------ EXTRAIT FOURNI
Sorti le 25 octobre 2024
Au fil des années, on a souvent vu passer le nom de la chanteuse américaine Halsey (Ashley Frangipane de son vrai nom), mais on n’avait jamais trop pris le temps de sérieusement se pencher sur sa musique, même si elle cumule plusieurs albums depuis ses débuts en 2012. On a donc prêté une oreille curieuse à The Great Impersonator, sa 5e offrande studio.
En jetant un œil à sa discographie passé, on a pu constater que Halsey sait être généreuse, multipliant les versions allongées et deluxe de ses albums passés. Or, The Great Impersonator, dans sa version de base, dure pas moins de 66 minutes! Mais le plus intéressant est le concept derrière cet album : chacune des 18 chansons est associée à une personnalité artistique que la chanteuse «personnifie» (d’où le titre), influençant donc son interprétation de chaque piste. Et certaines références sont plus évidentes que d’autres.
------------
------ MATÉRIEL FOURNI
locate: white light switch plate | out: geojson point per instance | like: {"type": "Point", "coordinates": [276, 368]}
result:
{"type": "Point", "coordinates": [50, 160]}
------------
**CONSIGNE ÉCRITE 1**
Recopiez le passage de la critique de l'album de Halsey compris entre « Sorti le 25 » et « 5e offrande studio. », bornes incluses.
**CONSIGNE ÉCRITE 2**
D'après la critique de l'album de Halsey, combien de chansons compte The Great Impersonator ?

**RÉSULTAT 1**
Sorti le 25 octobre 2024
Au fil des années, on a souvent vu passer le nom de la chanteuse américaine Halsey (Ashley Frangipane de son vrai nom), mais on n’avait jamais trop pris le temps de sérieusement se pencher sur sa musique, même si elle cumule plusieurs albums depuis ses débuts en 2012. On a donc prêté une oreille curieuse à The Great Impersonator, sa 5e offrande studio.

**RÉSULTAT 2**
L'album compte 18 chansons.